_WORK TO BE COMPLETED_:
Find every line in the items below that contains the word "positive", and copy each of those lines in full.

_INFORMATION GIVEN_:
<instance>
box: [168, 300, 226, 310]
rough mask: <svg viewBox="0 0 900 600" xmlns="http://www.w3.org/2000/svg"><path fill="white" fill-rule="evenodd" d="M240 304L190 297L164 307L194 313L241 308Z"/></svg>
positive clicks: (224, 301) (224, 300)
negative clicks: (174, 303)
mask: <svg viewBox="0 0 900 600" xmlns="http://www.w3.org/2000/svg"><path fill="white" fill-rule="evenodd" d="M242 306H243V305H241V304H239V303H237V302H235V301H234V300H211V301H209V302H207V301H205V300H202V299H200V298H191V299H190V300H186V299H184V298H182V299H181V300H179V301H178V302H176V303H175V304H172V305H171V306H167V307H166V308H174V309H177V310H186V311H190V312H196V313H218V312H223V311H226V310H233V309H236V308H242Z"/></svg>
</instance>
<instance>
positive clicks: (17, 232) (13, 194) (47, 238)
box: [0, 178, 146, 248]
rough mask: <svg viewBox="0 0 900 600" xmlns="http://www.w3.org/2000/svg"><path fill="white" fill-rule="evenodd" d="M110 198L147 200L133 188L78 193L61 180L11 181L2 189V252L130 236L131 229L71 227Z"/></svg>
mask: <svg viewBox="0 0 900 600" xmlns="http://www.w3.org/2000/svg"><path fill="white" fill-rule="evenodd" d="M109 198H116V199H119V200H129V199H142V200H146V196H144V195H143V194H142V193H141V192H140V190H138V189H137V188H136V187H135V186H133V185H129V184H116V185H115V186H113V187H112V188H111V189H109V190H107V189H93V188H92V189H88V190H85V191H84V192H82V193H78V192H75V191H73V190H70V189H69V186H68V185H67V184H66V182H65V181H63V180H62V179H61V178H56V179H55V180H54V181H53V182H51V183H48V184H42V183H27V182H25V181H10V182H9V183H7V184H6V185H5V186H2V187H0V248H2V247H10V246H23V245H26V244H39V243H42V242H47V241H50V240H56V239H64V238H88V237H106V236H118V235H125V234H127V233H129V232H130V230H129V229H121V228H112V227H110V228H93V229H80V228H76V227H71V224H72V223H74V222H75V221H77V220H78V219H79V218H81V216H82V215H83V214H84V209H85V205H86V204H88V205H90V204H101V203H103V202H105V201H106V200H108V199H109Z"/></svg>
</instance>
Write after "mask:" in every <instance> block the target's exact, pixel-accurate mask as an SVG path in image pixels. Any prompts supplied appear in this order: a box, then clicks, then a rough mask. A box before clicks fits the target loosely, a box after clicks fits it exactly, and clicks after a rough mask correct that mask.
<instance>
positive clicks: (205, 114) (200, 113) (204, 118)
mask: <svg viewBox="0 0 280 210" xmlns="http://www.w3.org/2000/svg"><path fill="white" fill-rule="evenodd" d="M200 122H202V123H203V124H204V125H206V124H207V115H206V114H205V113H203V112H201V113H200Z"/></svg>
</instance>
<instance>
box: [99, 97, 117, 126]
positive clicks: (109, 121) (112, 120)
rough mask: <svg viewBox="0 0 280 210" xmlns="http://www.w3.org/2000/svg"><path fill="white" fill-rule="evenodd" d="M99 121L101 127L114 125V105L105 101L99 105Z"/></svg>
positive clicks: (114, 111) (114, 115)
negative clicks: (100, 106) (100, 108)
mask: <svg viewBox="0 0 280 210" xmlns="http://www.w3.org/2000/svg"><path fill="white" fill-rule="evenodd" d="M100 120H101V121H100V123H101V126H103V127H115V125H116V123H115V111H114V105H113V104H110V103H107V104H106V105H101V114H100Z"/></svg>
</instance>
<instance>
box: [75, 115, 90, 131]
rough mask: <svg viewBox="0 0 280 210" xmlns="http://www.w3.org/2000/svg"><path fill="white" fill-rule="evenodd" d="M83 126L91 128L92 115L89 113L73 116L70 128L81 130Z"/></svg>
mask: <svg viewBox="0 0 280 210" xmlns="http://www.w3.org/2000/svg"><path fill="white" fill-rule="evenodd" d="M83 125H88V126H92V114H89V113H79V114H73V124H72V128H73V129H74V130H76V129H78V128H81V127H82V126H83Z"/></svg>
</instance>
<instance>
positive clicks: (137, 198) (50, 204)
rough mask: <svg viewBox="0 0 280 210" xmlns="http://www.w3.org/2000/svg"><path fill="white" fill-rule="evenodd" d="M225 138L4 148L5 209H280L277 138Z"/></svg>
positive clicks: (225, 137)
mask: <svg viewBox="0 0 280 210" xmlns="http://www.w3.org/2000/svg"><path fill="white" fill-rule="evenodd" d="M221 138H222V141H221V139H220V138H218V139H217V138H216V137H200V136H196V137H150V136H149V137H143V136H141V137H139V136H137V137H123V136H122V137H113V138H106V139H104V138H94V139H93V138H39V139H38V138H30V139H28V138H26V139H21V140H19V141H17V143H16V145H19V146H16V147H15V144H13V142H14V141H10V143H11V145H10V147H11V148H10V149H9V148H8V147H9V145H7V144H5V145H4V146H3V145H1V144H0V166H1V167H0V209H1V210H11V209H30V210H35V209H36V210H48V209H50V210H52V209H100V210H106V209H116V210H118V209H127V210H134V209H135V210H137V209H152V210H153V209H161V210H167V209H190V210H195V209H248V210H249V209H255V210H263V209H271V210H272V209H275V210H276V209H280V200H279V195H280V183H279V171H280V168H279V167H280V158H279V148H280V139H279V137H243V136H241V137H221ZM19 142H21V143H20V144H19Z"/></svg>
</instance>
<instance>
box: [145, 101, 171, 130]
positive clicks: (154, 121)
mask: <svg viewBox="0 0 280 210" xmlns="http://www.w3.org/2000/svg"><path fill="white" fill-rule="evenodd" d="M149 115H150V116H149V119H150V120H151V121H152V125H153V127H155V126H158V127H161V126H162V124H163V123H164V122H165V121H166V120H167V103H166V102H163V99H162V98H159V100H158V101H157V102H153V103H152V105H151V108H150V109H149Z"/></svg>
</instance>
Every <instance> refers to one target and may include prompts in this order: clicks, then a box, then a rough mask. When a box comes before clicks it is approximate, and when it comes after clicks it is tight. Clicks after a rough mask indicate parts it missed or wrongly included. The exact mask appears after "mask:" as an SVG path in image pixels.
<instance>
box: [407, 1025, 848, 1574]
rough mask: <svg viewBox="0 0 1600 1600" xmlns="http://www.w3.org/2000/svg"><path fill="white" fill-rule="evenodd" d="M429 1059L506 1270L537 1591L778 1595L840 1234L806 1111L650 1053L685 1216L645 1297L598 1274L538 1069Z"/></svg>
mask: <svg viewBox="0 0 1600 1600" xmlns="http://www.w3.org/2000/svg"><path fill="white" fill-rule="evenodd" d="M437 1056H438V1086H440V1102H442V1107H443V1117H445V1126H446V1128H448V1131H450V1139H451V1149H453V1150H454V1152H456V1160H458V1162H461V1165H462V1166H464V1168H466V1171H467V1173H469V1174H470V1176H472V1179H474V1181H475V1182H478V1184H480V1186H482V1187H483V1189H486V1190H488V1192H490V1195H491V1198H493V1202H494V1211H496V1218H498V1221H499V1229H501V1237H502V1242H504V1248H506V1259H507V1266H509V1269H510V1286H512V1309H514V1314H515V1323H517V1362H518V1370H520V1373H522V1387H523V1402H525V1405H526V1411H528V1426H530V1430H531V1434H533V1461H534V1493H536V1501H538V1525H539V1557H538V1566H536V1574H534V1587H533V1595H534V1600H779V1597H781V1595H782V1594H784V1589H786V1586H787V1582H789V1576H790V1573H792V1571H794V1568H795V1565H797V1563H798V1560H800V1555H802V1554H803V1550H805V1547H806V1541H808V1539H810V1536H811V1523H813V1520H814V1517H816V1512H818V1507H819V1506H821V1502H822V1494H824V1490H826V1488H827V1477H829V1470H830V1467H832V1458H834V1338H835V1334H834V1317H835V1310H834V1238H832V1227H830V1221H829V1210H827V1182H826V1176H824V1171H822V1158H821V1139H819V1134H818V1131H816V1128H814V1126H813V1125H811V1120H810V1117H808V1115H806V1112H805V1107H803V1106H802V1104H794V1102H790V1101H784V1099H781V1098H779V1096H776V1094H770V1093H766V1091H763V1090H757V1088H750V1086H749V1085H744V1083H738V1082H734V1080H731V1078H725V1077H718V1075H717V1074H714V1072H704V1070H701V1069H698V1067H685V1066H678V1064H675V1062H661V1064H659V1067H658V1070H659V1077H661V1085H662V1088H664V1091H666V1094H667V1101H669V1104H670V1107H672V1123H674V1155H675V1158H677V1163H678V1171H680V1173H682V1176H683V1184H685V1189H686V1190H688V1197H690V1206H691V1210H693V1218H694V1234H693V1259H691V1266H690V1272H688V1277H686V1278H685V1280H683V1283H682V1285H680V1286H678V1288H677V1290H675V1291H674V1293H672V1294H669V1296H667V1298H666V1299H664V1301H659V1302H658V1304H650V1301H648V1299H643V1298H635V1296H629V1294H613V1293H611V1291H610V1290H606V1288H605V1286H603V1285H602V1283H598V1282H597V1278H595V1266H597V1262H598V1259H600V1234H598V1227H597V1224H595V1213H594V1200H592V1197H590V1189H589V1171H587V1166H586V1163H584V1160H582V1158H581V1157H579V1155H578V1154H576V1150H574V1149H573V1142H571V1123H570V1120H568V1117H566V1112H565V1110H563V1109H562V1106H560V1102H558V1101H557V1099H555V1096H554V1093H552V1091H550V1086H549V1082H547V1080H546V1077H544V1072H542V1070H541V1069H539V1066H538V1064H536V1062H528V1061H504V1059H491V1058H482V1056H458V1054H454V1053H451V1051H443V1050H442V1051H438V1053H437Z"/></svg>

_RESULT_:
positive clicks: (224, 301) (224, 300)
positive clicks: (17, 232) (13, 194) (47, 238)
positive clicks: (205, 114) (200, 113) (204, 118)
positive clicks: (109, 121) (112, 120)
positive clicks: (114, 111) (114, 115)
positive clicks: (137, 198) (50, 204)
positive clicks: (225, 137)
positive clicks: (154, 121)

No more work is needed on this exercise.